_O PEDIDO_
Copie sem nenhuma alteração as linhas de todas as entradas abaixo, deixando as imagens de fora da resposta.

_ENTRADAS FORNECIDAS_
▼▼▼

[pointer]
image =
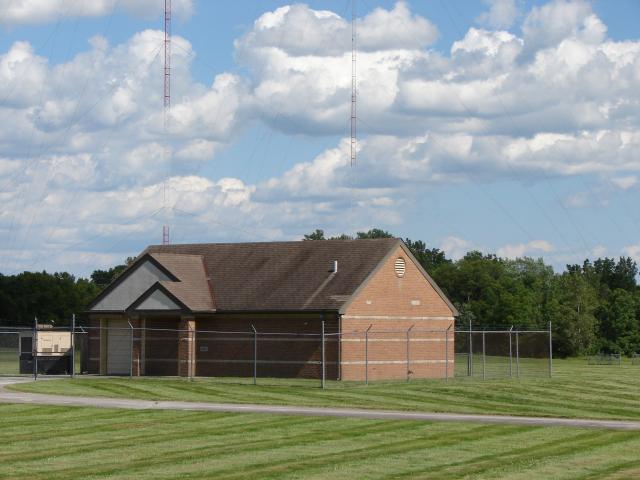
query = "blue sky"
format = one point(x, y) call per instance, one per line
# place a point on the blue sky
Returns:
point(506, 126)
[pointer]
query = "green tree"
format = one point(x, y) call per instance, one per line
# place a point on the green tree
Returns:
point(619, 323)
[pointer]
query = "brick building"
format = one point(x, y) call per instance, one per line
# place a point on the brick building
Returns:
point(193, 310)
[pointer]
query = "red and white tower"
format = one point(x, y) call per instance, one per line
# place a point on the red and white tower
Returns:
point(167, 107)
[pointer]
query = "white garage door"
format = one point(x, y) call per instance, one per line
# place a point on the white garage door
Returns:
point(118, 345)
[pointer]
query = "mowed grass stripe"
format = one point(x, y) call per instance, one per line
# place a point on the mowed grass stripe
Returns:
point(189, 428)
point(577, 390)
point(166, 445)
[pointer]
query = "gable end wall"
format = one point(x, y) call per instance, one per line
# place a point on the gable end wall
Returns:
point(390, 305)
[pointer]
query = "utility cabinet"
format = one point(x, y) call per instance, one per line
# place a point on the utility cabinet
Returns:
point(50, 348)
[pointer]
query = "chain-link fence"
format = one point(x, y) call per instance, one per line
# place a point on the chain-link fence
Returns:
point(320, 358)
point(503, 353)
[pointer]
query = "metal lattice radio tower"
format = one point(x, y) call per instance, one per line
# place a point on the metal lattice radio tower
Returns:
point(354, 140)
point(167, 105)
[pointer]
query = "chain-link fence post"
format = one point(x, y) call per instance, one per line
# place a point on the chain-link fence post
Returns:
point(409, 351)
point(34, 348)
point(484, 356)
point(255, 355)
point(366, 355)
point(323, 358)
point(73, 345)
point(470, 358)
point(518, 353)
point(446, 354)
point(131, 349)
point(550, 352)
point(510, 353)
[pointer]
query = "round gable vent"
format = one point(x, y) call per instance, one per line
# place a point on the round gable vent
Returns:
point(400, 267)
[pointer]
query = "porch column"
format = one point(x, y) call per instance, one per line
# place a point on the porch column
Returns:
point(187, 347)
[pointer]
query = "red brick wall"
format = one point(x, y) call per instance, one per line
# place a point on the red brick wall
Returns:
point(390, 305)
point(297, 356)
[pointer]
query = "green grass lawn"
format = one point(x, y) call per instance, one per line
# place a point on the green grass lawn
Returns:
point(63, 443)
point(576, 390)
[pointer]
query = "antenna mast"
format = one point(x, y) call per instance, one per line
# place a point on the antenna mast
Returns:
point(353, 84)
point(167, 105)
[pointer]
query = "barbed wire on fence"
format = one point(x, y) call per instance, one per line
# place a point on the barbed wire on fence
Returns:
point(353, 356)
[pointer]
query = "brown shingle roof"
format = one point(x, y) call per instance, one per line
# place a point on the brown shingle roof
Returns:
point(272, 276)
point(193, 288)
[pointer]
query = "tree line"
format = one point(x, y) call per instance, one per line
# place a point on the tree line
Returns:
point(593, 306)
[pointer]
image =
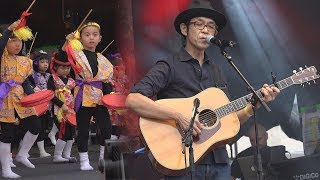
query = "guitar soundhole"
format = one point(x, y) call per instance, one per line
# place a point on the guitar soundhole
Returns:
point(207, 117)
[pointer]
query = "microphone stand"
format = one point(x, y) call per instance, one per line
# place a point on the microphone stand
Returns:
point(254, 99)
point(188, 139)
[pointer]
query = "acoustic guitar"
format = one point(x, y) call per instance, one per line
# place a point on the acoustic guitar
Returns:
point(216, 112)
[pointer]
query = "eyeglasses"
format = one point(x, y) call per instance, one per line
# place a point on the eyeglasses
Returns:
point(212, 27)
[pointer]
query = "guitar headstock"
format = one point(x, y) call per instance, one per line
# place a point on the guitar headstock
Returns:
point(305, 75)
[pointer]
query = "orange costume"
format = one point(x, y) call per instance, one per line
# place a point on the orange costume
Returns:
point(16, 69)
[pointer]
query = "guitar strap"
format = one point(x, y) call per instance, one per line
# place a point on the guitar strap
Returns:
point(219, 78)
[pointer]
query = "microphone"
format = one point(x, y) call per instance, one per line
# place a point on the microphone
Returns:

▲▲▲

_EM RESPOSTA_
[pointer]
image =
query = "blue sky"
format = one point(x, y) call per instance, one per line
# place a point on the blue sky
Returns:
point(506, 126)
[pointer]
query = "green tree"
format = one point(x, y) call per instance, one per line
# place a point on the green tree
Returns:
point(619, 323)
[pointer]
query = "brick building"
format = one point(x, y) call per instance, one per line
# place a point on the brick building
Returns:
point(193, 310)
[pointer]
query = "red and white tower"
format = one point(x, y) call per instance, one per line
# place a point on the red and white tower
Returns:
point(167, 107)
[pointer]
query = "white garage door"
format = one point(x, y) call per instance, one per line
# place a point on the white garage door
Returns:
point(118, 345)
[pointer]
query = "mowed grass stripe"
format = one point(x, y) call per instance, one per line
# place a point on the mowed grass stripe
Returns:
point(189, 428)
point(577, 390)
point(166, 445)
[pointer]
query = "gable end wall"
format = one point(x, y) call per instance, one per line
# place a point on the gable end wall
Returns:
point(390, 305)
[pointer]
query = "utility cabinet"
format = one point(x, y) call per instance, one per line
# place a point on the utility cabinet
Returns:
point(50, 348)
[pointer]
query = "chain-link fence"
format = one point(x, y) call per instance, one per line
# place a point on the chain-link fence
Returns:
point(320, 358)
point(503, 353)
[pointer]
query = "metal lattice radio tower"
format = one point(x, y) call per instance, one per line
# place a point on the metal lattice radio tower
Returns:
point(354, 140)
point(167, 105)
[pointer]
query = "chain-link fence post"
format = one point(x, y) call per instance, one per line
# place a point on the chain-link fence post
Returns:
point(409, 351)
point(34, 348)
point(484, 356)
point(255, 355)
point(366, 355)
point(323, 358)
point(73, 345)
point(470, 358)
point(518, 353)
point(446, 354)
point(131, 349)
point(550, 352)
point(510, 353)
[pointer]
query = "round gable vent"
format = one point(x, y) call per instance, one per line
# place a point on the round gable vent
Returns:
point(400, 267)
[pointer]
query = "porch column"
format = one point(x, y) call per instance, one per line
# place a point on the porch column
Returns:
point(187, 347)
[pointer]
query = "red brick wall"
format = one point(x, y) call per instance, one per line
# place a point on the red brick wall
Returns:
point(390, 305)
point(297, 356)
[pointer]
query = "green grass lawn"
format = one point(x, y) call per instance, one per line
# place a point on the green grass lawn
Returns:
point(63, 443)
point(576, 390)
[pointer]
query = "antenna mast"
format = one point(x, y) call per instance, one per line
# place a point on the antenna mast
Returns:
point(353, 84)
point(167, 105)
[pointer]
query = "barbed wire on fence"
format = one point(x, y) call per instance, one per line
# place a point on the barbed wire on fence
Returns:
point(353, 356)
[pointer]
query = "brown shingle roof"
format = one point(x, y) call per instance, one per line
# place a point on the brown shingle roof
Returns:
point(272, 276)
point(193, 288)
[pointer]
query = "tree line"
format = one point(x, y) call per instance, one per line
# place a point on the tree line
Returns:
point(593, 306)
[pointer]
image =
query = "guitar soundhole"
format = one point(x, y) call per instance, one per line
# place a point on the guitar soundhole
Returns:
point(207, 117)
[pointer]
query = "microphone stand"
format = one point(x, y) call per instance, one per line
# place a point on the microphone stand
Returns:
point(254, 99)
point(188, 139)
[pointer]
query = "acoustic guitar"
format = one point(x, y) call per instance, one per line
# place a point on the acoustic guitar
Returns:
point(216, 112)
[pointer]
query = "eyeglasses"
format = one point(x, y) call per instance, one per line
# place a point on the eyeglasses
Returns:
point(212, 27)
[pointer]
query = "guitar headstock"
format = one point(x, y) call per instance, one per line
# place a point on the guitar headstock
Returns:
point(305, 75)
[pointer]
query = "orange costume"
format = one point(x, y) call per instance, one per line
# place a point on the orange costume
Returns:
point(16, 69)
[pointer]
query = "guitar strap"
format = one point(x, y) call per instance, one per line
# place a point on the guitar strap
Returns:
point(219, 78)
[pointer]
query = "microphone"
format = one point(x, y) call per instance, one per line
# place a point on the microphone
Returns:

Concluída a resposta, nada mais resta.